#### DOCUMENT EXTRACT ####

And who is better in speech than the one who calls to God, and does righteous deeds, and says, “I am most assuredly one of the Muslims.” (41.33)

There is a group of Muslims who claim to represent all of us. They call themselves “The Islamic State (al-dawla al-islāmīya)” and they ask us to pledge our allegiance to the person they consider their leader, Abu Bakr al-Baghdadi.

On this blessed day of jumu‘ah, in the blessed month of Shawwāl, in the Hijrī year of 1435, I firmly reject the pledge of allegiance to Abu Bakr al-Baghdadi. I do so out of fear of the Lord of the worlds, Who will ask me about what I did on this day. I do so out of love for the Messenger of Allah, upon him and his family be blessings and peace, who I long to sit with in the next life. I do so out of hope for Jannah, in which the utmost limits of my dreams reside. I do so out of my joy at being a member of the vast and diverse Ummah of Muhammad, upon him and his family be blessings and peace, which includes Sunnis and Shi’is, Sufis and Salafis.

#### DATA ####

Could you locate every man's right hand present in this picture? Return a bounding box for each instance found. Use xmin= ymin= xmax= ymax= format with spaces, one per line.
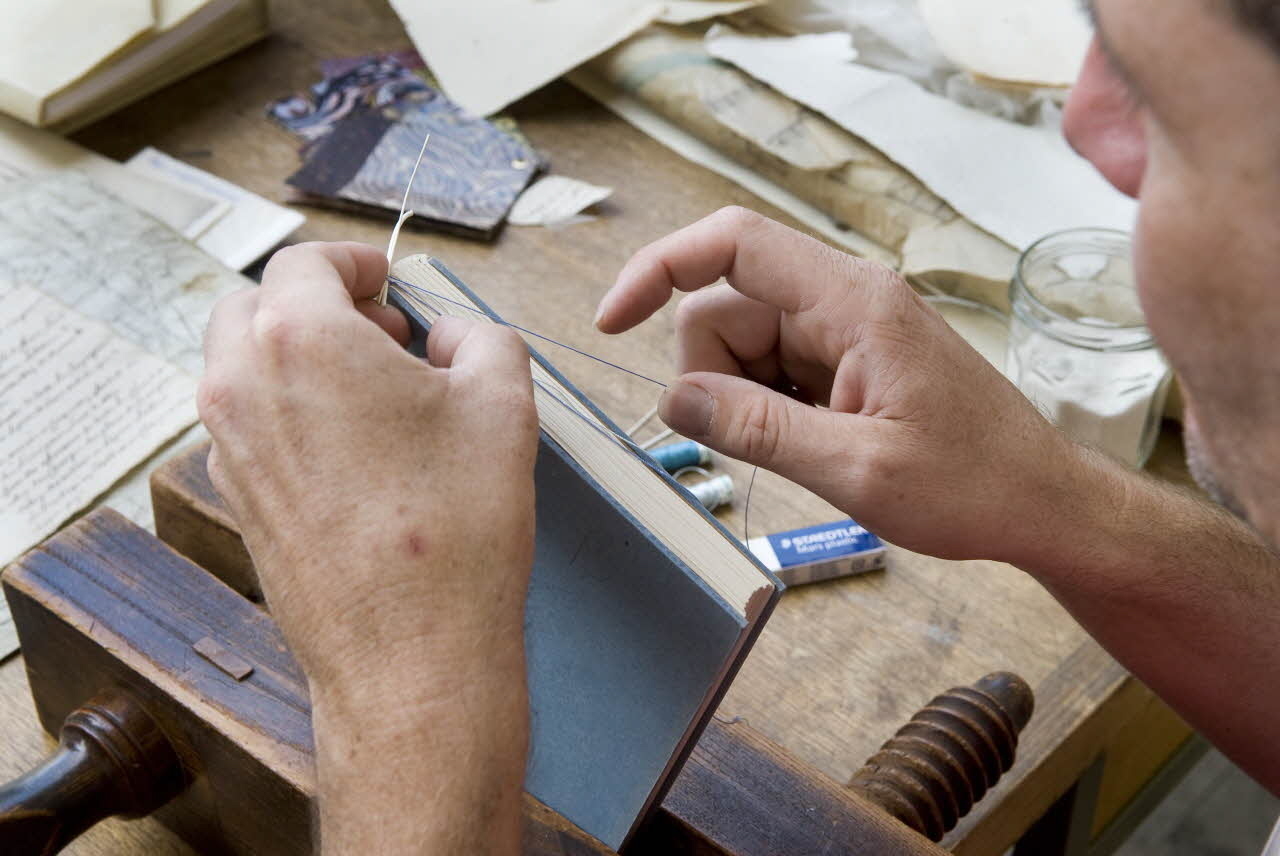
xmin=596 ymin=209 xmax=1080 ymax=563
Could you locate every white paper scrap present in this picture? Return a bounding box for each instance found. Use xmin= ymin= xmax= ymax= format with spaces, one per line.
xmin=124 ymin=146 xmax=306 ymax=270
xmin=567 ymin=69 xmax=897 ymax=265
xmin=920 ymin=0 xmax=1093 ymax=86
xmin=392 ymin=0 xmax=759 ymax=116
xmin=507 ymin=175 xmax=613 ymax=226
xmin=707 ymin=24 xmax=1137 ymax=248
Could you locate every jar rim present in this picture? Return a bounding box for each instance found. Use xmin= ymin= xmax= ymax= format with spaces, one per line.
xmin=1009 ymin=226 xmax=1156 ymax=351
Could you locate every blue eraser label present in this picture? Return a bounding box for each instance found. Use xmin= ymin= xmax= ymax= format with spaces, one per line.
xmin=748 ymin=519 xmax=884 ymax=585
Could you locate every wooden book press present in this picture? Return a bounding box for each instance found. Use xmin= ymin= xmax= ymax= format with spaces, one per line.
xmin=0 ymin=447 xmax=1032 ymax=856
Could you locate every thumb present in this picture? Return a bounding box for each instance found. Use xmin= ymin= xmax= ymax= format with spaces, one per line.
xmin=658 ymin=371 xmax=861 ymax=493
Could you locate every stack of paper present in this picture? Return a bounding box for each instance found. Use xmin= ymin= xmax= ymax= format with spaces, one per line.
xmin=392 ymin=0 xmax=762 ymax=116
xmin=0 ymin=0 xmax=266 ymax=131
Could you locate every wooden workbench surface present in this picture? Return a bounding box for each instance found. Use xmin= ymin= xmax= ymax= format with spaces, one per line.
xmin=0 ymin=0 xmax=1185 ymax=855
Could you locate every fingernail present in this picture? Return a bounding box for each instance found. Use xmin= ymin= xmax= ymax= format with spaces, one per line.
xmin=658 ymin=383 xmax=716 ymax=439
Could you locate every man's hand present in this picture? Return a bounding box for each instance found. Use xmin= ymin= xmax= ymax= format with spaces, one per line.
xmin=198 ymin=244 xmax=538 ymax=852
xmin=596 ymin=209 xmax=1280 ymax=793
xmin=596 ymin=209 xmax=1075 ymax=560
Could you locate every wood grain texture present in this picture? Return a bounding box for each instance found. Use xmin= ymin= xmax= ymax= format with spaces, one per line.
xmin=0 ymin=509 xmax=609 ymax=856
xmin=0 ymin=0 xmax=1184 ymax=856
xmin=4 ymin=509 xmax=942 ymax=856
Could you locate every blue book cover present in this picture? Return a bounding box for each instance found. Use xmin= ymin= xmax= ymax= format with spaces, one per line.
xmin=389 ymin=256 xmax=782 ymax=850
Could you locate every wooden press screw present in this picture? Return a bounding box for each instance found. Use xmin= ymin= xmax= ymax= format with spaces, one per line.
xmin=0 ymin=692 xmax=183 ymax=856
xmin=849 ymin=672 xmax=1036 ymax=841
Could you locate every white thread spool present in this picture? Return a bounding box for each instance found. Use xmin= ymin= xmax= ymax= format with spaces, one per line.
xmin=672 ymin=467 xmax=733 ymax=512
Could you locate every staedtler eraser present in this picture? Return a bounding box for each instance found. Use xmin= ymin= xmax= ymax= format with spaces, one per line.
xmin=746 ymin=519 xmax=884 ymax=586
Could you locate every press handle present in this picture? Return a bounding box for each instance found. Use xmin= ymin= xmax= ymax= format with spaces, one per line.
xmin=0 ymin=691 xmax=183 ymax=856
xmin=849 ymin=672 xmax=1036 ymax=841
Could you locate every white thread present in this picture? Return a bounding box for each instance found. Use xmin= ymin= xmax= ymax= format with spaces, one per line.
xmin=378 ymin=132 xmax=431 ymax=306
xmin=627 ymin=404 xmax=658 ymax=436
xmin=640 ymin=429 xmax=675 ymax=452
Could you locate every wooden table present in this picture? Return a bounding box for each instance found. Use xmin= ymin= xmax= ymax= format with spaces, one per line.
xmin=0 ymin=0 xmax=1189 ymax=856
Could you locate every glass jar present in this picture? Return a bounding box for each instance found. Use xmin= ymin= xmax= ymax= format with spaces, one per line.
xmin=1005 ymin=229 xmax=1170 ymax=467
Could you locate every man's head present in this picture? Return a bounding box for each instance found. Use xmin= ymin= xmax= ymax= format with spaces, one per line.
xmin=1065 ymin=0 xmax=1280 ymax=544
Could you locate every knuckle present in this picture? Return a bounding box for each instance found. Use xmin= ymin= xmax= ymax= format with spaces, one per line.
xmin=712 ymin=205 xmax=768 ymax=232
xmin=196 ymin=375 xmax=234 ymax=427
xmin=262 ymin=242 xmax=315 ymax=279
xmin=676 ymin=290 xmax=714 ymax=333
xmin=727 ymin=395 xmax=790 ymax=464
xmin=253 ymin=307 xmax=303 ymax=354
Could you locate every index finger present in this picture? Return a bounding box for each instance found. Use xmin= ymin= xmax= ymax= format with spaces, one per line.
xmin=261 ymin=241 xmax=387 ymax=308
xmin=595 ymin=207 xmax=851 ymax=333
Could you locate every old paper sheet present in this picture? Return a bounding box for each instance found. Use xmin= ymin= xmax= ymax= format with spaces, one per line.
xmin=0 ymin=280 xmax=196 ymax=656
xmin=919 ymin=0 xmax=1093 ymax=86
xmin=392 ymin=0 xmax=759 ymax=116
xmin=507 ymin=175 xmax=613 ymax=226
xmin=0 ymin=171 xmax=250 ymax=375
xmin=707 ymin=26 xmax=1135 ymax=248
xmin=124 ymin=146 xmax=306 ymax=270
xmin=567 ymin=68 xmax=897 ymax=264
xmin=0 ymin=115 xmax=226 ymax=235
xmin=570 ymin=27 xmax=956 ymax=261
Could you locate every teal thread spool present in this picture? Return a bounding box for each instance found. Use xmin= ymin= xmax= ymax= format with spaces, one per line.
xmin=649 ymin=440 xmax=712 ymax=472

####

» AIM:
Answer these questions from the statement rejecting the pledge to Abu Bakr al-Baghdadi:
(a) What does the group call itself?
(b) In which Hijrī month and year is the pledge rejected?
(c) Which four groups does the statement say the Ummah of Muhammad includes?

» RESULT OF THIS TASK:
(a) “The Islamic State (al-dawla al-islāmīya)”
(b) Shawwāl, in the Hijrī year 1435
(c) Sunnis, Shi’is, Sufis and Salafis